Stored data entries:
◇ ◇ ◇ ◇ ◇ ◇ ◇

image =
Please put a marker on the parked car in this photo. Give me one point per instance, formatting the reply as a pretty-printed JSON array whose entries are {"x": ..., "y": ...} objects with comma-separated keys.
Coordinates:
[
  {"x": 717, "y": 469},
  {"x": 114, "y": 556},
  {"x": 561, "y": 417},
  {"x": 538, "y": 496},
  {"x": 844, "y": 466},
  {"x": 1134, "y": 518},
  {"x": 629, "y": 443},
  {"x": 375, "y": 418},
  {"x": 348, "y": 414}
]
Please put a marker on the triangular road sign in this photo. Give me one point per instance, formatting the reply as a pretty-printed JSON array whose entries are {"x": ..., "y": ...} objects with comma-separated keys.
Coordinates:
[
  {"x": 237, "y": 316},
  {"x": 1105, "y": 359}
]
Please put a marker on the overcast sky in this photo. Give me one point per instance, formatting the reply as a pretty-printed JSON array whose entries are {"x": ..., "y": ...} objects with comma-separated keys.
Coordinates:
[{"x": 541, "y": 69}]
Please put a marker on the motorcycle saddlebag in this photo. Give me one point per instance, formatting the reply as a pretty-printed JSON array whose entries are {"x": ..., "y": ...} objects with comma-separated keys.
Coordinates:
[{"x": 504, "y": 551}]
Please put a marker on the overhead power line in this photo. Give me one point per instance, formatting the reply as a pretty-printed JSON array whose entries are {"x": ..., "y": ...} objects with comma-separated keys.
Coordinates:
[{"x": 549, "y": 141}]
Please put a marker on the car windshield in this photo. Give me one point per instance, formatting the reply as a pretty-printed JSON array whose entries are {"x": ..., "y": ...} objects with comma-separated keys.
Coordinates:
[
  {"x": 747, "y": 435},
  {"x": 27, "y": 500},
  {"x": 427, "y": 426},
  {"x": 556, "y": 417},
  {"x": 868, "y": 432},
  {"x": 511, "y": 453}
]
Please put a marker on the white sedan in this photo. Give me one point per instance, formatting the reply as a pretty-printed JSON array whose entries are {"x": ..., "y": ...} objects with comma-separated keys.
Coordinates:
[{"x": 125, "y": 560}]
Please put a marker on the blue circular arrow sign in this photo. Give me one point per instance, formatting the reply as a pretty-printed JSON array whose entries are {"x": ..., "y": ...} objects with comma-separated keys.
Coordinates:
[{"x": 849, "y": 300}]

◇ ◇ ◇ ◇ ◇ ◇ ◇

→ Assignment
Transcribe the records above in full, exactly as they stand.

→ Result
image =
Please put a marker on the parked car in this photo. Give me one point per instance, formatting the reply as a pretty-printed JSON array whose entries are {"x": ..., "y": ...} objects with comma-separated keys.
Coordinates:
[
  {"x": 717, "y": 469},
  {"x": 114, "y": 556},
  {"x": 561, "y": 417},
  {"x": 538, "y": 496},
  {"x": 844, "y": 466},
  {"x": 1134, "y": 518},
  {"x": 629, "y": 443},
  {"x": 375, "y": 418},
  {"x": 348, "y": 414}
]
Please put a marker on the triangular road sign in this photo. Give me one point per instance, formatting the reply as a pretty-printed JSON array whose entries are {"x": ..., "y": ...} objects with comma-separated keys.
Coordinates:
[
  {"x": 237, "y": 316},
  {"x": 1105, "y": 359}
]
Please put a marker on the overcast sky in this photo. Give me one point per instance, formatting the reply as a pretty-printed JSON array whose entries are {"x": ..., "y": ...} objects with comma-separated keys.
Coordinates:
[{"x": 541, "y": 69}]
Please put a marker on the motorcycle saddlebag in this photo. Give me one point per instance, formatting the reply as a pretty-printed JSON array whose entries are {"x": ..., "y": ...} objects with comma-separated keys.
Coordinates:
[{"x": 504, "y": 551}]
Please put a marker on the overhead power line in this photo. Give me one point per instance, formatting the reply as a pretty-printed JSON array whose entries are {"x": ..., "y": ...} objects with comma-separated keys.
Coordinates:
[{"x": 549, "y": 141}]
Please put a marker on the car windshield in this photo. Give me one point per instance, formatting the reply as a pretty-printed JSON array whose entries are {"x": ..., "y": ...} objects with comma-separated keys.
Coordinates:
[
  {"x": 747, "y": 435},
  {"x": 27, "y": 500},
  {"x": 427, "y": 426},
  {"x": 556, "y": 417},
  {"x": 868, "y": 432},
  {"x": 511, "y": 453}
]
Please put a marker on the white sedan in this photo. Give me one point per instance, formatting the reply as a pretty-printed JSON array whose entries are {"x": ..., "y": ...} objects with comma-separated keys.
Coordinates:
[{"x": 125, "y": 560}]
Please put a marker on the blue circular arrow sign in this photo. Give me one point per instance, formatting the reply as a pretty-printed JSON array whose entries are {"x": ..., "y": ...} objects with comma-separated keys.
Coordinates:
[{"x": 849, "y": 300}]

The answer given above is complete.